## Текст интервью

Часть первая. Контингент тюрем: гопники, предприниматели и «залетная молодежь»
KYKY: Помнишь момент, когда российские СМИ выложили твой неудачный снимок и все узнали, что Сильвер – это Пальчис. Как ты отреагировал: «вот блин» или «ну и ладно»?
Эдуард Пальчис: Я подумал, что надо было соглашаться, когда Мотолько предлагал меня красиво сфотографировать. Меня тогда привезли в СИЗО, и фээсбэшники два дня «ломали на показания», плюс я болел, была температура 40 градусов. Я понимал, что раз попал туда, рано или поздно вскроется, кто я такой. Три месяца, как мог, выкручивался, выдавая себя за другого человека, но они, наверное, поняли, что я вожу их за нос и решили так сделать.
KYKY: В одном из интервью ты говорил, что в тюрьмах много достойных людей. Они есть среди заключенных или среди работников?

## Постановка задачи 1
Какая температура была у Эдуарда Пальчиса, когда его привезли в СИЗО, судя по интервью?
## Постановка задачи 2
Перепишите из интервью отрывок между словами «Часть первая. Контингент» и «решили так сделать.», включая оба этих места.

## Исходные данные

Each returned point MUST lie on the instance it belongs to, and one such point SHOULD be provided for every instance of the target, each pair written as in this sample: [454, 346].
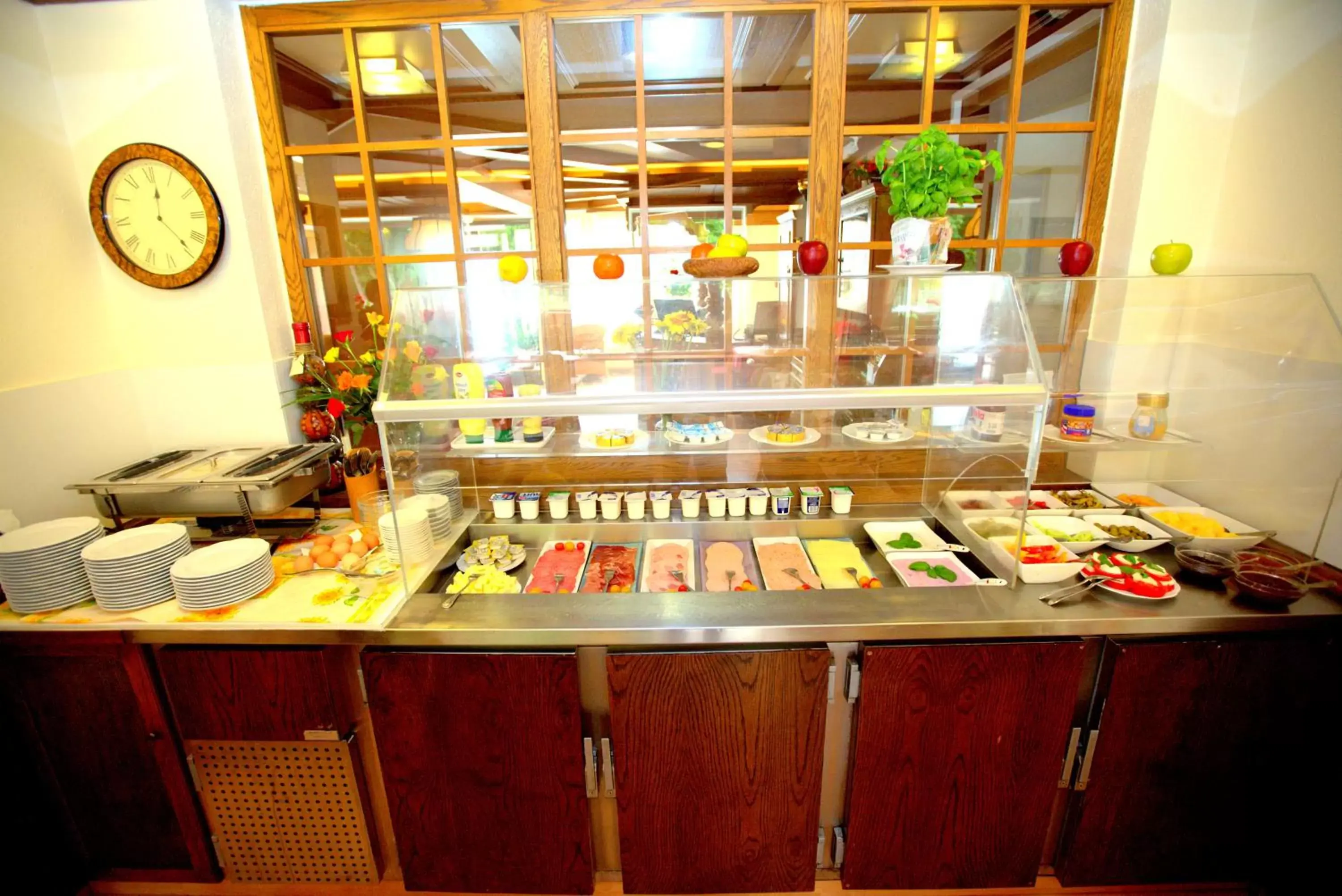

## Полный ответ 1
У него была температура 40 градусов.

## Полный ответ 2
Часть первая. Контингент тюрем: гопники, предприниматели и «залетная молодежь»
KYKY: Помнишь момент, когда российские СМИ выложили твой неудачный снимок и все узнали, что Сильвер – это Пальчис. Как ты отреагировал: «вот блин» или «ну и ладно»?
Эдуард Пальчис: Я подумал, что надо было соглашаться, когда Мотолько предлагал меня красиво сфотографировать. Меня тогда привезли в СИЗО, и фээсбэшники два дня «ломали на показания», плюс я болел, была температура 40 градусов. Я понимал, что раз попал туда, рано или поздно вскроется, кто я такой. Три месяца, как мог, выкручивался, выдавая себя за другого человека, но они, наверное, поняли, что я вожу их за нос и решили так сделать.